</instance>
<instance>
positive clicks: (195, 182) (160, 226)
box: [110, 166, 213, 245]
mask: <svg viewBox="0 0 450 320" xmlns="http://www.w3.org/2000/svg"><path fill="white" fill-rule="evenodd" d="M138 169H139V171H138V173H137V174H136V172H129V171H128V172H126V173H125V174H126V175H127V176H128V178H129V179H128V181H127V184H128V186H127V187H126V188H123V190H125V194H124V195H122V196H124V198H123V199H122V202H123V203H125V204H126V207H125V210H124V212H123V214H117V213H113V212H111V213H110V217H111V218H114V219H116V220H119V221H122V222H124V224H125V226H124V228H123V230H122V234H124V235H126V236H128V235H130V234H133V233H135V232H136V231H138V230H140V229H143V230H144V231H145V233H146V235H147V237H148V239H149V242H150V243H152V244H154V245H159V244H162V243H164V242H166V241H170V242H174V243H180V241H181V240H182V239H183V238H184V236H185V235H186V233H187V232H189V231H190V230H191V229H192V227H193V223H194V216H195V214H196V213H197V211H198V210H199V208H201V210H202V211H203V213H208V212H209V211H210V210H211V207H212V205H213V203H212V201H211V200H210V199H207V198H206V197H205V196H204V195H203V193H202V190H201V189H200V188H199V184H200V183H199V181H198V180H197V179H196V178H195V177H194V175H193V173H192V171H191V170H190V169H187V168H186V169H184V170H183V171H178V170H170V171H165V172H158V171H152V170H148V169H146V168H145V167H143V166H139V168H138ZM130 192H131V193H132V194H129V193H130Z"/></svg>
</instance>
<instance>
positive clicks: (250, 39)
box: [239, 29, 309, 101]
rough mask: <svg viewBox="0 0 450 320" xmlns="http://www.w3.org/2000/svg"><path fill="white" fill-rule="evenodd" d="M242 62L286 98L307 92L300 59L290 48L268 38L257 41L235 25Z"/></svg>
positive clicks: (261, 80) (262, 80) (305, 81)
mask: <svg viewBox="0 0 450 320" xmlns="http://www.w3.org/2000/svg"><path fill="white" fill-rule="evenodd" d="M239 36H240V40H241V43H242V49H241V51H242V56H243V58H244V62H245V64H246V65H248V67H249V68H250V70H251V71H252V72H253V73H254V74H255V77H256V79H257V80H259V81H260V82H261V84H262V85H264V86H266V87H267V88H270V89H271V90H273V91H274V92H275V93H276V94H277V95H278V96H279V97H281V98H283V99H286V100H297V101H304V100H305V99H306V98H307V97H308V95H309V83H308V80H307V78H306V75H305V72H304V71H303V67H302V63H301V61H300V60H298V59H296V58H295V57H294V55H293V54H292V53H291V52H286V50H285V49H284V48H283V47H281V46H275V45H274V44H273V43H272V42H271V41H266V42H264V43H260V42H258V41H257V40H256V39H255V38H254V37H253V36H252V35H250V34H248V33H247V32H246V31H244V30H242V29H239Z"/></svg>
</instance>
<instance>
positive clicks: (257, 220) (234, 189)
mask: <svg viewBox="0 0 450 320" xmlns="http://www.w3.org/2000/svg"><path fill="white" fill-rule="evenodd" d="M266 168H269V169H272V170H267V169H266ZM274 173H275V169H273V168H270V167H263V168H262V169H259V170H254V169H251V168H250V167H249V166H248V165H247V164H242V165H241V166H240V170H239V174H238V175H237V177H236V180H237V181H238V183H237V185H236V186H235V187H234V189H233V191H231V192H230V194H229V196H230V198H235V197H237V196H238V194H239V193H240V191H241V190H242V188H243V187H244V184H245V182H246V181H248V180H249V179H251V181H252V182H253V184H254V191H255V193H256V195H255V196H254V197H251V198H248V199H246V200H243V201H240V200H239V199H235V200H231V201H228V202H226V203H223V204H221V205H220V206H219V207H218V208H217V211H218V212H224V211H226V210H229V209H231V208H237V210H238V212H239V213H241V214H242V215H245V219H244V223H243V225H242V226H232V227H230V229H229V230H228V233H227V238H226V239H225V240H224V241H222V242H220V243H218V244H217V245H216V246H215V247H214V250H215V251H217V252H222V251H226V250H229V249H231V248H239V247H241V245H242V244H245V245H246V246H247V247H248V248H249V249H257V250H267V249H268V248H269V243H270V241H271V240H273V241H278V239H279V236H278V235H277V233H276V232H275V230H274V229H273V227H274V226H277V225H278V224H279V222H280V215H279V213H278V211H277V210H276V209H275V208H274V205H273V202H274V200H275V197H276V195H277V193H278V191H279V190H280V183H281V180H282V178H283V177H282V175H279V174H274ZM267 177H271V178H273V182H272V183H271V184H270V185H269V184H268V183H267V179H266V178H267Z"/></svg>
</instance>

______________________________

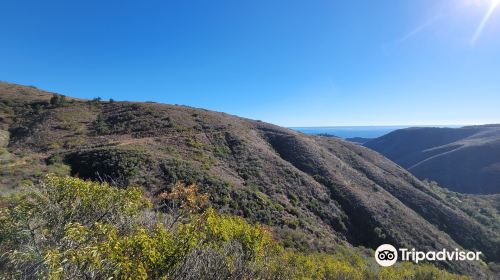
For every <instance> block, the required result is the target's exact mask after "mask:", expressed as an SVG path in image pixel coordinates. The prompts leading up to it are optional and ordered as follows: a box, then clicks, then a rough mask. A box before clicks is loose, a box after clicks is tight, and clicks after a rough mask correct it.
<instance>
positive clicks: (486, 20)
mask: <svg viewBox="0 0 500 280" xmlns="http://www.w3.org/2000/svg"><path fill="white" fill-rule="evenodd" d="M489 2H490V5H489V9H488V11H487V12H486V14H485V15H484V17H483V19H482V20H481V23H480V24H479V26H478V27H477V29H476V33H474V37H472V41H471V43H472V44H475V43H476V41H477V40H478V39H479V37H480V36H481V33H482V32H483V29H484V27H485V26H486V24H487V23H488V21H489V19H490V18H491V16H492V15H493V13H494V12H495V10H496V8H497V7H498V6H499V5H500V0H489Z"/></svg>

______________________________

Exercise description
Reproduce the part of the rows above that opens with the line containing "rough mask: <svg" and closes with the line containing "positive clicks: (261, 80)", both lines included.

Response to this task
rough mask: <svg viewBox="0 0 450 320" xmlns="http://www.w3.org/2000/svg"><path fill="white" fill-rule="evenodd" d="M242 62L286 98L307 92L300 59L290 48L268 38L257 41L235 25Z"/></svg>
positive clicks: (261, 80) (262, 80) (305, 81)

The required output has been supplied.